▸ **Aim of the exercise**: Recast the data as a Markdown table with the columns "Row" and "Line", starting at the line that contains "target: dark window pane" and ending at the last line of the data. Leave out blank lines.

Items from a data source
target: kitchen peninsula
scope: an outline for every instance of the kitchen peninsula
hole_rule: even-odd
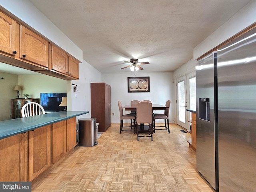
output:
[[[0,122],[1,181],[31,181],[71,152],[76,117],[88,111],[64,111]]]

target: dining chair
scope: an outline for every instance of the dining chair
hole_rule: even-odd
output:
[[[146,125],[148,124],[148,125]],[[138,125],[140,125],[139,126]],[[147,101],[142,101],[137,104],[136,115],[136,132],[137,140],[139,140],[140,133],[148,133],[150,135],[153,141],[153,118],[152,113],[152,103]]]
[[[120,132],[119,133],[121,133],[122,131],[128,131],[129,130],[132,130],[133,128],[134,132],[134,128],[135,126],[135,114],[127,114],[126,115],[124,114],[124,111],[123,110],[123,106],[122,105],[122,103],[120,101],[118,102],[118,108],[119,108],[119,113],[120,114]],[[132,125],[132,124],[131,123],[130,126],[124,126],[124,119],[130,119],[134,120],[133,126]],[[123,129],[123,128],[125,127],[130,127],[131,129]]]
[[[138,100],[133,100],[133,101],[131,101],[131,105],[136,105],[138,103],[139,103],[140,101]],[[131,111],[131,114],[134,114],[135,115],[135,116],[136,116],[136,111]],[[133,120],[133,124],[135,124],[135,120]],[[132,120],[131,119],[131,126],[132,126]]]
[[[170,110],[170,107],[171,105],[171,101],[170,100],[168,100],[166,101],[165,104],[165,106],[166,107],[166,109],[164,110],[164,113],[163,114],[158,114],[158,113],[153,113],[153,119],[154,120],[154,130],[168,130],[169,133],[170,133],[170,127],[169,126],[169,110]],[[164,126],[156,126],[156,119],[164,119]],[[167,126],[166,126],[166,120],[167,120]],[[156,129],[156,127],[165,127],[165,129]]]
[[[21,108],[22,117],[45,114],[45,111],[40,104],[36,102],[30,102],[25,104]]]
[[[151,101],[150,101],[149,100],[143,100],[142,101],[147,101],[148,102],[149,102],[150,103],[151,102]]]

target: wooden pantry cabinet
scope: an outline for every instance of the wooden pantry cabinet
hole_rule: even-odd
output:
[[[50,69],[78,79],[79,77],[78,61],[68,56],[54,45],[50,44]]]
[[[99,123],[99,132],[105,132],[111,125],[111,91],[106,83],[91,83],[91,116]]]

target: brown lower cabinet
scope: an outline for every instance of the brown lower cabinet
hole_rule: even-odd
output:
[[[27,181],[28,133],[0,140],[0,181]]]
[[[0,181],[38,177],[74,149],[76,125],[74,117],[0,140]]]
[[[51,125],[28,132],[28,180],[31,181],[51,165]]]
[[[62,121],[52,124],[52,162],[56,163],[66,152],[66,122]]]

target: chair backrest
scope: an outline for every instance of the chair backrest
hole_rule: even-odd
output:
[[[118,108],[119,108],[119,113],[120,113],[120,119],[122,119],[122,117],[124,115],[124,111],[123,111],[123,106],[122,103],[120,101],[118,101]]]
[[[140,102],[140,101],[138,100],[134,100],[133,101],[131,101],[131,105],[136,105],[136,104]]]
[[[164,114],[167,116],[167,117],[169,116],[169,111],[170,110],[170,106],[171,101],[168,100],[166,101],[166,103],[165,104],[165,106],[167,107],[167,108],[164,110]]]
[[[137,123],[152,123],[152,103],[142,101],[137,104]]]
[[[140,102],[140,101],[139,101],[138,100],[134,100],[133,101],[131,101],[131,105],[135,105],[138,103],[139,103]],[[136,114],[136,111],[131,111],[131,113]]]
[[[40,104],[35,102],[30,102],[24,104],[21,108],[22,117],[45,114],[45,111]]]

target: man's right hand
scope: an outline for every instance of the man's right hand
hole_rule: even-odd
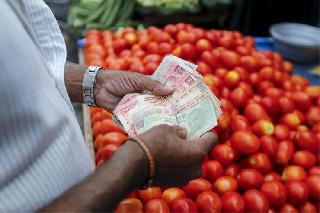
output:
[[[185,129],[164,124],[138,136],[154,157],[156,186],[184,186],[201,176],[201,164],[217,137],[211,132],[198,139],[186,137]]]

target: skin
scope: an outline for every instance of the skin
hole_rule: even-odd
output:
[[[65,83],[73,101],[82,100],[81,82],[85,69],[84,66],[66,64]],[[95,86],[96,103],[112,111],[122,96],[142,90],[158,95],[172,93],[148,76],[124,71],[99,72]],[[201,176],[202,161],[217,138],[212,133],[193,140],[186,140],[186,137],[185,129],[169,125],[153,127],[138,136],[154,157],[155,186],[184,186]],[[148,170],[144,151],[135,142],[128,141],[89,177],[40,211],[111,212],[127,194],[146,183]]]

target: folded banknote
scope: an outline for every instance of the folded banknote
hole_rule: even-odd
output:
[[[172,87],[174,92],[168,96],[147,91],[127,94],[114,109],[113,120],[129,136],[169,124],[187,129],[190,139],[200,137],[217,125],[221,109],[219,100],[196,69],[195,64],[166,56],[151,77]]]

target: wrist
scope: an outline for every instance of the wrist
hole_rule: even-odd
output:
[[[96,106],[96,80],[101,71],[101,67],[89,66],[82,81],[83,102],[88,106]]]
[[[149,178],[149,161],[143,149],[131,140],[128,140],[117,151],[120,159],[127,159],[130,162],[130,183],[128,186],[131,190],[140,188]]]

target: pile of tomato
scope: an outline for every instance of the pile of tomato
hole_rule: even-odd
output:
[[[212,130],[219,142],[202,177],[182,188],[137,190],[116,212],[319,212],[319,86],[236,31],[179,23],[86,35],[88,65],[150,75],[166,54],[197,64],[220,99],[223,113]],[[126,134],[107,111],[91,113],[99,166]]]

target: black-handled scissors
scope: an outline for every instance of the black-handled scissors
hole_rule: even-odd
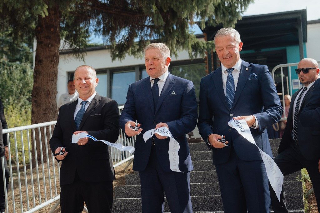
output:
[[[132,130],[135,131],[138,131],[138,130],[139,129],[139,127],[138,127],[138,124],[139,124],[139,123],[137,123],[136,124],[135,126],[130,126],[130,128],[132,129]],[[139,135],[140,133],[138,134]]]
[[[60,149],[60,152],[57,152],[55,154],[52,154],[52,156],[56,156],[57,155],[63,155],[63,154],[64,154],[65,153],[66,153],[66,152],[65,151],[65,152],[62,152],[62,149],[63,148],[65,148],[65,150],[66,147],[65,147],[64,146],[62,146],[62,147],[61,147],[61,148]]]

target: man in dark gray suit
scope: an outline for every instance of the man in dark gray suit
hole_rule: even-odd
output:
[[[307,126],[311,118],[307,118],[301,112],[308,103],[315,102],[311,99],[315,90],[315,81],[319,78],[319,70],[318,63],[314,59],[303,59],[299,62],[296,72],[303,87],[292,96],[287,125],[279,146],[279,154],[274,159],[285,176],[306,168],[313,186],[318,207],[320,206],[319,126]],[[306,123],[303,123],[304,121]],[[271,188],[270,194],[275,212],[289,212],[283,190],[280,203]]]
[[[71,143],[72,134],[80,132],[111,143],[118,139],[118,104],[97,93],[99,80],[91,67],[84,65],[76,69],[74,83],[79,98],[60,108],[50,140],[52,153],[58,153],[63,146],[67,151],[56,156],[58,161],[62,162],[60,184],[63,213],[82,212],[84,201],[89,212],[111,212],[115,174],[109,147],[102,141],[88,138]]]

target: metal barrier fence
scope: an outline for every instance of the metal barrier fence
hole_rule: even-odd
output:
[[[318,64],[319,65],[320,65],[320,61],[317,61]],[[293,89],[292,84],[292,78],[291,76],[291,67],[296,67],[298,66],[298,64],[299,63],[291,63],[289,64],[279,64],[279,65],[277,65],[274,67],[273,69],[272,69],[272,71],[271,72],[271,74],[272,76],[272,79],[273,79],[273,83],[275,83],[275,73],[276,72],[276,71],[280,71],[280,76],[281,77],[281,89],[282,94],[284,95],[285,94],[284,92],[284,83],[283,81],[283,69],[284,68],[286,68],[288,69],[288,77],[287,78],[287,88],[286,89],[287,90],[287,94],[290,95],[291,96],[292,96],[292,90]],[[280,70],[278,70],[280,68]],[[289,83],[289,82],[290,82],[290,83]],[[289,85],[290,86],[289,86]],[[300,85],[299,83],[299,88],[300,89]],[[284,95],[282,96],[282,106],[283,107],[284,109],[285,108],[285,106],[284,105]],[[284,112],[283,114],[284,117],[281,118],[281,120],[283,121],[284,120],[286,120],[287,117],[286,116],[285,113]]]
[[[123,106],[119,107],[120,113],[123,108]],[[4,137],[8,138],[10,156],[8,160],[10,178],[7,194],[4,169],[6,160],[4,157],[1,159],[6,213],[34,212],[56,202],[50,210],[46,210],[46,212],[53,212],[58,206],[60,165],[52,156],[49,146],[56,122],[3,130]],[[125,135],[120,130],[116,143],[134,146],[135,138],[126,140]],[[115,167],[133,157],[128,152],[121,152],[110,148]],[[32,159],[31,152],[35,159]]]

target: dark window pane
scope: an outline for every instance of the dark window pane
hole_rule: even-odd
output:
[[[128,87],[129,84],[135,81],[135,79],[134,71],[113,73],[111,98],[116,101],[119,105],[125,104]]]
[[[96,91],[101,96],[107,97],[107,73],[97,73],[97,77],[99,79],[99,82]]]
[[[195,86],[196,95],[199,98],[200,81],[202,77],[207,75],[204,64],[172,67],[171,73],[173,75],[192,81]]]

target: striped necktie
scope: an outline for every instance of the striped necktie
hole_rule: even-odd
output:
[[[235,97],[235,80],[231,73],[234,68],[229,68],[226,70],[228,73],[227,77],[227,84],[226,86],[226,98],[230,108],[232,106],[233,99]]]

▸ **Answer to this problem**:
| Row | Line |
|---|---|
| 1 | target: dark window pane |
| 2 | scope: an outline for every instance of the dark window pane |
| 3 | hole_rule: even-odd |
| 4 | output: |
| 5 | [[[128,87],[129,84],[135,81],[135,79],[134,71],[113,73],[111,98],[116,101],[119,105],[125,104]]] |
| 6 | [[[96,91],[101,96],[107,97],[107,73],[97,73],[97,77],[99,79],[99,82]]] |
| 7 | [[[195,86],[196,95],[199,98],[200,81],[202,77],[207,75],[204,64],[172,67],[171,73],[173,75],[192,81]]] |
| 8 | target: striped necktie |
| 9 | scope: an outline for every instance of the striped necktie |
| 10 | hole_rule: even-odd |
| 11 | output: |
| 12 | [[[235,97],[235,80],[231,73],[234,68],[229,68],[226,70],[228,73],[227,77],[227,84],[226,86],[226,98],[230,108],[232,106],[233,99]]] |